### [Gegebene Angaben]
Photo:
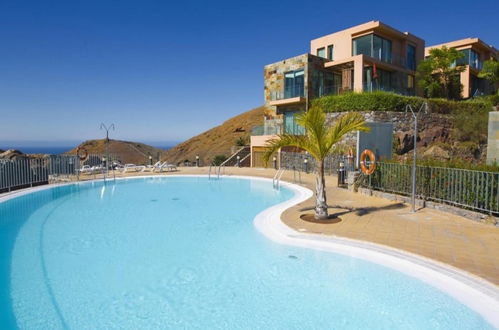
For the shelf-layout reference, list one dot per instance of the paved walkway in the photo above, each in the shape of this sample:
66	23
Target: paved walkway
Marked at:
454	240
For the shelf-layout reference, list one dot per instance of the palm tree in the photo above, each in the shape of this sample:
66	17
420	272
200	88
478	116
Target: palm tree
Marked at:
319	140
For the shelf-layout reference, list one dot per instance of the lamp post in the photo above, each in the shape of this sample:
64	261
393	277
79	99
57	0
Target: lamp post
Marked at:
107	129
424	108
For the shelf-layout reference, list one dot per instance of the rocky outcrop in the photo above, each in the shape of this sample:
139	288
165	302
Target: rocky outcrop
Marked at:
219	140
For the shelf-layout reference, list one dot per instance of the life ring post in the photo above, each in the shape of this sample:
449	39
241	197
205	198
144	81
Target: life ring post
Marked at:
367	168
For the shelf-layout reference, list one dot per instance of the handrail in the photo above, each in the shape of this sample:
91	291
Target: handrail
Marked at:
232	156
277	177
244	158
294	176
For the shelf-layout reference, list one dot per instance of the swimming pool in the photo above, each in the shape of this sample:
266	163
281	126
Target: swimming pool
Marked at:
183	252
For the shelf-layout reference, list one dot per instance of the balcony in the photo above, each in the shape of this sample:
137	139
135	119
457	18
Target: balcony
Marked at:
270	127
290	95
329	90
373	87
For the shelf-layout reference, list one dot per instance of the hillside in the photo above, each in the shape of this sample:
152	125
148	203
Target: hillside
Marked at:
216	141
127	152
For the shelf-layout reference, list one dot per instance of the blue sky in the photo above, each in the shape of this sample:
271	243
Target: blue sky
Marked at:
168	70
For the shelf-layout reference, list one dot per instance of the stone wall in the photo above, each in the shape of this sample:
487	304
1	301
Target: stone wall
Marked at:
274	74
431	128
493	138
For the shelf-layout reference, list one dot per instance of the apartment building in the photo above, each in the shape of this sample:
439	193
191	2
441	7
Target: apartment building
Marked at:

### [Auszuführende Aufgabe]
Ersetze in allen Einträgen oben „Target“ durch „Object“ und gib die Zeilen sonst unverändert wieder. Lass die Bilder in deiner Antwort weg.

### [Gelöste Aufgabe]
Photo:
For the shelf-layout reference, list one dot per instance of the paved walkway in the photo above, each in the shape of this sample:
66	23
Object: paved walkway
Marked at:
454	240
For the shelf-layout reference, list one dot per instance of the palm tree in the photo above, each in the shape of this sample:
66	17
420	272
200	88
478	116
Object: palm tree
Marked at:
319	140
For the shelf-layout reference, list one dot per instance of the lamp post in the photo above, each in the shape of this sample:
64	261
393	277
79	99
57	0
Object: lamp post
Marked at:
107	129
424	108
For the shelf-layout reference, list one dot per instance of the rocky outcrop in the photo above, each in the shape of this sample:
139	288
165	302
Object: rocky outcrop
Marked at:
219	140
For the shelf-layout reference, list one dot per instance of the life ring post in the photo above, each in the shape of this sample:
449	39
241	197
205	198
144	81
Object: life ring post
Marked at:
367	168
For the shelf-layout reference, list one dot per instance of the handrail in the photo above, each in the shape of this sample:
91	291
Object: handrail
Marked at:
232	156
277	177
244	158
294	176
For the shelf-layout reference, list one dot per instance of the swimming pool in the photo above, each in the shape of this sample:
266	163
281	126
Object: swimming pool
Marked at:
183	252
For the shelf-layout reference, list one dot per instance of the balcony in the photo above, each in the shape of this sample:
137	139
135	119
457	18
Object: balcony
Marked at:
270	127
290	95
329	90
373	87
For the shelf-layout reference, list one dot per instance of the hillside in the photo above, each in the shape of this sample:
152	125
148	203
Object: hillside
Marked at:
216	141
127	152
For the shelf-layout reference, list one dot per instance of the blue sky in the photo above, each in the shape of this sample:
271	243
Object: blue sky
Marked at:
168	70
For the shelf-layout reference, list one dot per instance of the stone wall in the photo above, each in the shape of this sample:
487	304
1	301
Object: stone wall
Marked at:
274	74
431	128
493	138
For the shelf-layout reference, list one dot per instance of the apartment building in the photo above, each in the shape of this sample:
439	193
191	2
441	7
Object: apartment building
Marked at:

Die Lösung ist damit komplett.